++++ Excerpt provided ++++
Re: [PATCH v3] arm64: Enable vmalloc-huge with ptdump

From: Dev Jain
Date: Tue Jun 17 2025 - 04:59:10 EST



On 17/06/25 1:42 pm, Ryan Roberts wrote:
On 17/06/2025 04:59, Dev Jain wrote:
On 17/06/25 8:24 am, Dev Jain wrote:
On 16/06/25 11:37 pm, Ryan Roberts wrote:
On 16/06/2025 11:33, Dev Jain wrote:
arm64 disables vmalloc-huge when kernel page table dumping is enabled,
because an intermediate table may be removed, potentially causing the
ptdump code to dereference an invalid address. We want to be able to
analyze block vs page mappings for kernel mappings with ptdump, so to
enable vmalloc-huge with ptdump, synchronize between page table removal in
pmd_free_pte_page()/pud_free_pmd_page() and ptdump pagetable walking. We
use mmap_read_lock and not write lock because we don't need to synchronize
between two different vm_structs; two vmalloc objects running this same
code path will point to different page tables, hence there is no race.

For pud_free_pmd_page(), we isolate the PMD table to avoid taking the lock
512 times again via pmd_free_pte_page().

We implement the locking mechanism using static keys, since the chance
of a race is very small. Observe that the synchronization is needed
to avoid the following race:

CPU1                            CPU2
                        take reference of PMD table
pud_clear()
++++ Given entries ++++
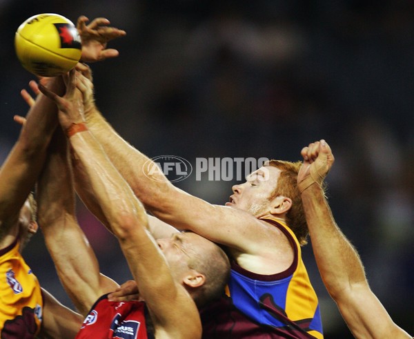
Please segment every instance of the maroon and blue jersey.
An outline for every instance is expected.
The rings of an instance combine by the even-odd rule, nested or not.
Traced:
[[[232,262],[227,296],[200,313],[204,338],[323,338],[318,300],[299,242],[286,225],[264,221],[289,239],[293,262],[273,275],[254,273]]]

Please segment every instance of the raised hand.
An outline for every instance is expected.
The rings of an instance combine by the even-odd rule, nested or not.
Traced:
[[[41,84],[40,91],[53,100],[59,108],[59,119],[63,130],[67,130],[72,124],[84,121],[83,102],[81,93],[77,89],[76,70],[73,68],[68,77],[63,77],[66,85],[66,93],[59,97]]]
[[[88,113],[95,108],[92,71],[88,65],[81,63],[77,64],[76,70],[78,71],[77,87],[82,93],[85,115],[87,116]]]
[[[96,18],[89,24],[89,19],[82,15],[79,17],[77,28],[82,41],[82,56],[83,62],[95,62],[108,58],[117,57],[118,50],[106,48],[108,41],[126,35],[125,30],[115,27],[108,27],[110,23],[105,18]]]
[[[126,302],[139,299],[139,291],[135,280],[128,280],[108,295],[110,301]]]
[[[331,147],[324,139],[304,147],[301,154],[304,158],[304,164],[297,175],[297,182],[302,193],[315,183],[322,186],[335,158]]]

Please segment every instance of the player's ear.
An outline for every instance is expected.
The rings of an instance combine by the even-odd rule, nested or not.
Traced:
[[[184,277],[183,282],[188,287],[199,287],[206,282],[206,276],[197,271],[191,270],[191,271]]]
[[[35,221],[31,221],[29,222],[29,226],[28,226],[28,231],[30,233],[34,234],[37,232],[39,229],[39,224]]]
[[[286,213],[292,207],[292,200],[278,195],[270,202],[270,213],[273,215]]]

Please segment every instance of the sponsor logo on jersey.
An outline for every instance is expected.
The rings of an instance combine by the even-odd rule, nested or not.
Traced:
++++
Written tasks
a. In the arm64 patch discussion, transcribe the stretch from "We implement the" through "pud_clear()".
b. Finish out the next part of the arm64 patch discussion, continuing from its last line.

Final results
a.
We implement the locking mechanism using static keys, since the chance
of a race is very small. Observe that the synchronization is needed
to avoid the following race:

CPU1                            CPU2
                        take reference of PMD table
pud_clear()

b.
pte_free_kernel()
                        walk freed PMD table

and similar race between pmd_free_pte_page and ptdump_walk_pgd.

Therefore, there are two cases: if ptdump sees the cleared PUD, then
we are safe. If not, then the patched-in read and write locks help us
avoid the race.

To implement the mechanism, we need the static key access from mmu.c and
ptdump.c. Note that in case !CONFIG_PTDUMP_DEBUGFS, ptdump.o won't be a
target in the Makefile, therefore we cannot initialize the key there, as
is being done, for example, in the static key implementation of
hugetlb-vmemmap. Therefore, include asm/cpufeature.h, which includes
the jump_label mechanism. Declare the key there and define the key to false
in mmu.c.

No issues were observed with mm-selftests. No issues were observed while
parallelly running test_vmalloc.sh and dumping the kernel pagetable through
sysfs in a loop.

v2->v3:
  - Use static key mechanism

v1->v2:
  - Take lock only when CONFIG_PTDUMP_DEBUGFS is on
  - In case of pud_free_pmd_page(), isolate the PMD table to avoid taking
    the lock 512 times again via pmd_free_pte_page()

Signed-off-by: Dev Jain <dev.jain@xxxxxxx>
---
  arch/arm64/include/asm/cpufeature.h |  1 +
  arch/arm64/mm/mmu.c                 | 51 ++++++++++++++++++++++++++---
  arch/arm64/mm/ptdump.c              |  5 +++
  3 files changed, 53 insertions(+), 4 deletions(-)

[...]

+    pud_clear(pudp);
How can this possibly be correct; you're clearing the pud without any
synchronisation. So you could have this situation:

CPU1 (vmalloc)            CPU2 (ptdump)

                static_branch_enable()
                  mmap_write_lock()
                    pud = pudp_get()
When you do pudp_get(), you won't be dereferencing a NULL pointer.
pud_clear() will nullify the pud entry. So pudp_get() will boil
down to retrieving a NULL entry. Or, pudp_get() will retrieve an
entry pointing to the now isolated PMD table. Correct me if I am
wrong.

pud_free_pmd_page()
   pud_clear()
                    access the table pointed to by pud
                    BANG!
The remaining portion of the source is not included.